* **Exercise materials**:
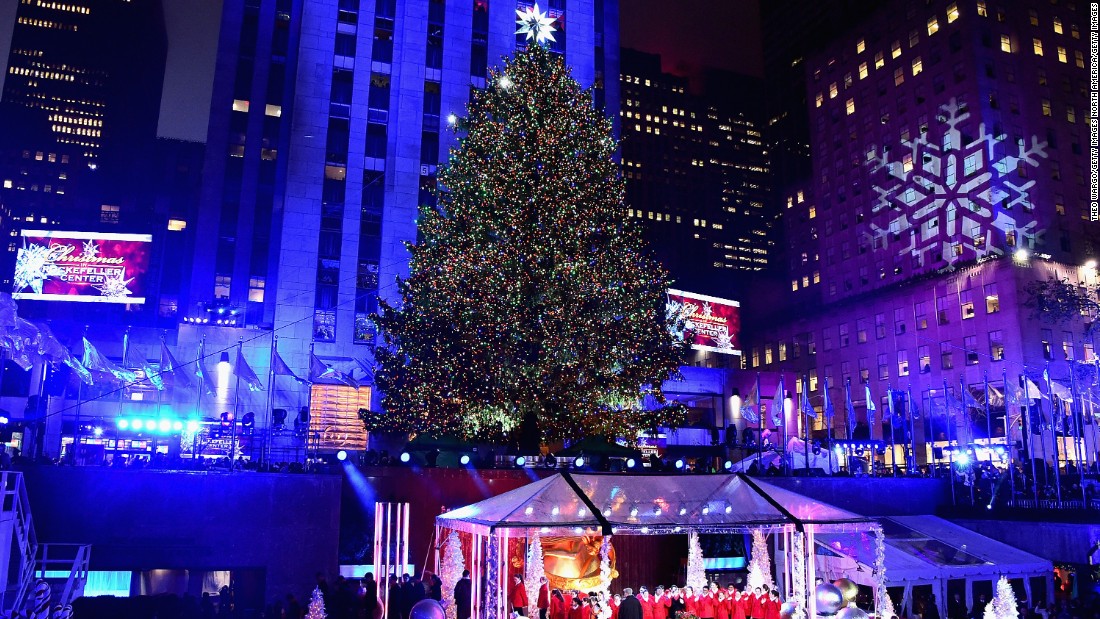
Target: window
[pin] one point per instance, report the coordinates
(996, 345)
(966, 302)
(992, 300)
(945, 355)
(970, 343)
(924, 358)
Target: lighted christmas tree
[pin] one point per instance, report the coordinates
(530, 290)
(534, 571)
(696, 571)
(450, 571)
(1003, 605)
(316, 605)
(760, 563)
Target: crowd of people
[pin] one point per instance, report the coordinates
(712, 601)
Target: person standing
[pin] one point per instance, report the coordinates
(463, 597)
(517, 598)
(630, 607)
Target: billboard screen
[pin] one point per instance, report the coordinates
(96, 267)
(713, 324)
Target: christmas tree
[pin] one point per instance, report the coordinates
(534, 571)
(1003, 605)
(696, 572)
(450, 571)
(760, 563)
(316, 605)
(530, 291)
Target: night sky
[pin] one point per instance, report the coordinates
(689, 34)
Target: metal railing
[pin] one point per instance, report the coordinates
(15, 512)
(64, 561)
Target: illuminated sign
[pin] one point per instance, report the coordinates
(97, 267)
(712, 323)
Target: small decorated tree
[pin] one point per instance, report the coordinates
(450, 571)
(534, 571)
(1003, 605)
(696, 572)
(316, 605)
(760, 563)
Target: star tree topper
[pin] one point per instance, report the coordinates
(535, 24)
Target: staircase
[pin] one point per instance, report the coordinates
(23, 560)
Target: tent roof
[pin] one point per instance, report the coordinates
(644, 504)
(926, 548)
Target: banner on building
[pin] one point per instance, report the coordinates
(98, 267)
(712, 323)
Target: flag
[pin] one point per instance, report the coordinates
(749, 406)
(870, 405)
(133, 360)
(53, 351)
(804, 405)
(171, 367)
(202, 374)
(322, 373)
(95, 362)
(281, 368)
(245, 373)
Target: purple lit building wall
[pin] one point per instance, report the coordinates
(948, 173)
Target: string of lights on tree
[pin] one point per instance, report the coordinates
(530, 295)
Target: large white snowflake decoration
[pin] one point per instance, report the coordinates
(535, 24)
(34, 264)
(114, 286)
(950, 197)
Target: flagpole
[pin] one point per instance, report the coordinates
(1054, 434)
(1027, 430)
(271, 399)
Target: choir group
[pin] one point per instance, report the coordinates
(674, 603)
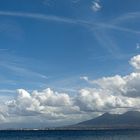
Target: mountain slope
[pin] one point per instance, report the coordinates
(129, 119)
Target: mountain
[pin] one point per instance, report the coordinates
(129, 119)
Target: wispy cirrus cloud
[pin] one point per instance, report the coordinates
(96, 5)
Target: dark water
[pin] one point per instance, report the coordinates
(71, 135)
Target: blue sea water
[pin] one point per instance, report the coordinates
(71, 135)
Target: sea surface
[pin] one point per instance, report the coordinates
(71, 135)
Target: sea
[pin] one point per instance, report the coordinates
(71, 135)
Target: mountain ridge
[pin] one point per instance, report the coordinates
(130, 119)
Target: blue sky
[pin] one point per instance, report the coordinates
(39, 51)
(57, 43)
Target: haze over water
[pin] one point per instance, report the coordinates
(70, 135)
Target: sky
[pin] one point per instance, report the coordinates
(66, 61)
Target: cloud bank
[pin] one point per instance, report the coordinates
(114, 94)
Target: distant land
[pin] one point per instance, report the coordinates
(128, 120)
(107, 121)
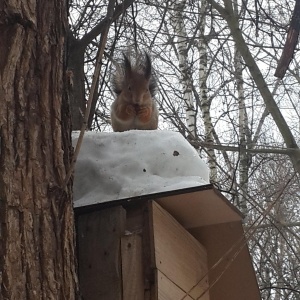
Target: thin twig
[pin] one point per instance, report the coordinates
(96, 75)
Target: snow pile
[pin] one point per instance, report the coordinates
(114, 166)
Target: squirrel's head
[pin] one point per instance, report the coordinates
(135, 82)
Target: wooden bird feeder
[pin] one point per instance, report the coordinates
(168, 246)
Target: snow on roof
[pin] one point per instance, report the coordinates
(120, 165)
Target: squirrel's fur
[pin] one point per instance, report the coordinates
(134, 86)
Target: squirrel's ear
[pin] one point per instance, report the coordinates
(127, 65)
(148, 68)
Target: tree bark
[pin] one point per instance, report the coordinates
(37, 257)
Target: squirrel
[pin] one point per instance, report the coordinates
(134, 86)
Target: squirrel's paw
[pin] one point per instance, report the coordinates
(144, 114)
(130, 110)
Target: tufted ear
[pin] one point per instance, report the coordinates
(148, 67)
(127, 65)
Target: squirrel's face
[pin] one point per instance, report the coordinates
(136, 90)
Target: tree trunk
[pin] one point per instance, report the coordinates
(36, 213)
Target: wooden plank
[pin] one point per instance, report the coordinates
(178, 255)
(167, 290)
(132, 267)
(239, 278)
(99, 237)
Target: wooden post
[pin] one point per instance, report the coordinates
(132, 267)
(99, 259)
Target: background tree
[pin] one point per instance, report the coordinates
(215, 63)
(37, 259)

* **Problem to solve**:
Can you output every line of the listing above as a numbered list, skipping any blank lines and leaving out the pictures?

* **Expected answer**:
1. Target: window
2. [pin] one point per instance, report the coordinates
3. (996, 345)
4. (966, 302)
5. (992, 300)
6. (945, 355)
7. (970, 343)
8. (924, 358)
9. Target: lighted christmas tree
10. [pin] one point per instance, report the coordinates
11. (530, 290)
12. (534, 571)
13. (696, 571)
14. (450, 571)
15. (1003, 605)
16. (316, 605)
17. (760, 563)
18. Target: crowd of people
19. [pin] one point per instance, report the coordinates
20. (712, 601)
21. Target: person standing
22. [pin] one point per instance, report the coordinates
23. (463, 597)
24. (517, 598)
25. (630, 607)
26. Target: billboard screen
27. [pin] one point per instance, report the coordinates
28. (96, 267)
29. (713, 324)
30. Target: christmas tree
31. [pin] one point per instance, report the coordinates
32. (534, 571)
33. (1003, 605)
34. (696, 572)
35. (450, 571)
36. (760, 563)
37. (316, 605)
38. (530, 291)
39. Target: night sky
40. [pin] one point per instance, report the coordinates
41. (689, 34)
42. Target: metal railing
43. [pin] one point per instance, report the coordinates
44. (15, 512)
45. (64, 561)
46. Target: illuminated sign
47. [pin] one point per instance, report the coordinates
48. (97, 267)
49. (712, 323)
50. Target: small decorated tree
51. [pin] one point per instance, report the coordinates
52. (450, 571)
53. (534, 571)
54. (1003, 605)
55. (696, 572)
56. (316, 605)
57. (760, 563)
58. Target: star tree topper
59. [pin] one point per instance, report the coordinates
60. (535, 24)
61. Target: staircase
62. [pin] one point per instance, report the coordinates
63. (23, 560)
64. Target: tent roof
65. [pin] one point per instance, report the coordinates
66. (644, 504)
67. (926, 548)
68. Target: banner on building
69. [pin] one point per instance, report the coordinates
70. (98, 267)
71. (712, 323)
72. Target: flag
73. [pin] one point per instance, report the coordinates
74. (749, 406)
75. (870, 405)
76. (133, 360)
77. (53, 351)
78. (804, 405)
79. (171, 367)
80. (202, 374)
81. (322, 373)
82. (95, 362)
83. (281, 368)
84. (245, 373)
85. Target: purple lit building wall
86. [pin] one point per instance, report the coordinates
87. (948, 173)
88. Target: string of lights on tree
89. [pin] one point per instance, report the coordinates
90. (530, 295)
91. Target: large white snowflake decoration
92. [pin] one point per instance, report the coordinates
93. (535, 24)
94. (34, 264)
95. (114, 286)
96. (950, 197)
97. Target: flagpole
98. [pin] one point per instance, report the coordinates
99. (1054, 434)
100. (1027, 430)
101. (271, 399)
102. Target: choir group
103. [pin] one point per instance, report the coordinates
104. (674, 603)
105. Target: mountain slope
106. [pin] one point per instance, report the coordinates
107. (129, 119)
108. Target: mountain
109. [pin] one point per instance, report the coordinates
110. (129, 119)
111. Target: wispy cirrus cloud
112. [pin] one point per instance, report the coordinates
113. (96, 5)
114. Target: dark water
115. [pin] one point per instance, report the coordinates
116. (71, 135)
117. Target: blue sea water
118. [pin] one point per instance, report the coordinates
119. (71, 135)
120. Target: sea surface
121. [pin] one point per instance, report the coordinates
122. (71, 135)
123. Target: sea
124. [pin] one point per instance, report the coordinates
125. (71, 135)
126. Target: mountain ridge
127. [pin] one point per instance, report the coordinates
128. (130, 119)
129. Target: blue sky
130. [pin] one point per instance, report the coordinates
131. (39, 51)
132. (57, 43)
133. Target: haze over water
134. [pin] one point per instance, report the coordinates
135. (70, 135)
136. Target: sky
137. [pin] one point per instance, report the coordinates
138. (66, 61)
139. Target: cloud bank
140. [pin] one point per instance, report the coordinates
141. (114, 94)
142. Target: distant land
143. [pin] one point per instance, report the coordinates
144. (128, 120)
145. (107, 121)
146. Target: thin twig
147. [pin] one point per instance, report the coordinates
148. (96, 75)
149. Target: snow pile
150. [pin] one point per instance, report the coordinates
151. (114, 166)
152. Target: squirrel's head
153. [pin] one point per instance, report the coordinates
154. (135, 82)
155. Target: wooden bird feeder
156. [pin] one point per instance, report the coordinates
157. (168, 246)
158. Target: snow on roof
159. [pin] one point per instance, report the coordinates
160. (120, 165)
161. Target: squirrel's fur
162. [pin] one point per instance, report the coordinates
163. (134, 86)
164. Target: squirrel's ear
165. [pin] one point per instance, report the coordinates
166. (127, 65)
167. (148, 68)
168. Target: tree bark
169. [pin] one point per instance, report the coordinates
170. (37, 257)
171. Target: squirrel
172. [pin] one point per instance, report the coordinates
173. (134, 86)
174. Target: squirrel's paw
175. [pin] one point per instance, report the coordinates
176. (144, 114)
177. (130, 110)
178. Target: tufted ear
179. [pin] one point per instance, report the coordinates
180. (148, 67)
181. (127, 65)
182. Target: squirrel's face
183. [pin] one point per instance, report the coordinates
184. (136, 90)
185. Target: tree trunk
186. [pin] one point per instance, report the coordinates
187. (36, 213)
188. Target: wooden plank
189. [pin] one point per instance, report the coordinates
190. (178, 255)
191. (167, 290)
192. (132, 267)
193. (239, 278)
194. (99, 237)
195. Target: wooden post
196. [pin] one point per instance, report the coordinates
197. (132, 267)
198. (99, 259)
199. Target: background tree
200. [pin] one point per instance, report the coordinates
201. (215, 63)
202. (37, 259)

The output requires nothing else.